Present every line of the items below as a numbered list, leaving out any blank lines.

Coordinate annotation records:
>> START

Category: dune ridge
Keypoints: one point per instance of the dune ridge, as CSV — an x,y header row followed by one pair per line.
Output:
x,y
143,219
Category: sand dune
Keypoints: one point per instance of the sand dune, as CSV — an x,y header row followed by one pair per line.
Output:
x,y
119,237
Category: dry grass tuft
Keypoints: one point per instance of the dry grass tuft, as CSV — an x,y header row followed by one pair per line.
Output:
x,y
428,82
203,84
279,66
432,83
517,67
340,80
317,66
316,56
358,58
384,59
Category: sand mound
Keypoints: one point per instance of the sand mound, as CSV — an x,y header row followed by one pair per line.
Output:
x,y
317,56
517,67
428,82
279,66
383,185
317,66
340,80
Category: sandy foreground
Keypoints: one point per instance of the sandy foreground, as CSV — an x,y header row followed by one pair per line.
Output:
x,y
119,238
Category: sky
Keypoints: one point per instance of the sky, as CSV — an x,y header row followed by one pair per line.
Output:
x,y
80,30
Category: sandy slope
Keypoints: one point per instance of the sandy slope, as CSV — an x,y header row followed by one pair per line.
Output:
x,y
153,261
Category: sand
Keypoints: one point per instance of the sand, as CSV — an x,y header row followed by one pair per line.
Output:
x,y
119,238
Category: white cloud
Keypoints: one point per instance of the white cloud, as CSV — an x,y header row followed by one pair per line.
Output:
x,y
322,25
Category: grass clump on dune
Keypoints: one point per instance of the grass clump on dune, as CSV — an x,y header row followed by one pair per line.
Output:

>> END

COMPLETED TASK:
1. Category: dune ridge
2. Keypoints: one point per instance of the dune ridge, as CSV — an x,y header row followed by one pair per line.
3. Output:
4. x,y
5. 143,219
6. Category: sand dune
7. Keypoints: one point per instance of the sand dune, as CSV — an x,y header row followed by one pair per line.
8. Output:
9. x,y
10. 119,237
11. Category: dry grass tuft
12. Keypoints: one point per instance of the dry grass tuft, as CSV — an x,y header row followed by one pair per line.
13. Output:
14. x,y
15. 428,82
16. 203,84
17. 279,66
18. 432,83
19. 517,67
20. 340,80
21. 317,66
22. 316,56
23. 358,58
24. 384,59
25. Category: sand mound
26. Keypoints: one point per instance of the sand mound, as CSV — an x,y header row followed by one pair per line.
27. Output:
28. x,y
29. 317,56
30. 517,67
31. 428,82
32. 279,66
33. 383,185
34. 317,66
35. 340,80
36. Category: sandy foreground
37. Keypoints: one point per instance of the sandy foreground, as CSV — an x,y header row followed by one pair per line.
38. Output:
39. x,y
40. 119,238
41. Category: sky
42. Keypoints: one point per instance of the sky, as CSV — an x,y header row followed by one pair per line.
43. Output:
44. x,y
45. 80,30
46. Category: sandy slope
47. Keypoints: one point per instance of the sandy slope, as CSV — an x,y header row followed by one pair per line.
48. Output:
49. x,y
50. 153,261
51. Category: sand
52. Keypoints: one point per instance of the sand, as CSV — an x,y header row followed by one pair per line.
53. Output:
54. x,y
55. 119,238
56. Category: white cloud
57. Keypoints: one point per instance of the white cloud, as CSV — an x,y header row followed by one pair per line.
58. Output:
59. x,y
60. 322,25
61. Category: grass clump on dune
62. Keypoints: one point per instance of the grass clump on dune, as CSV — an x,y header row followed by one pair per line.
63. Output:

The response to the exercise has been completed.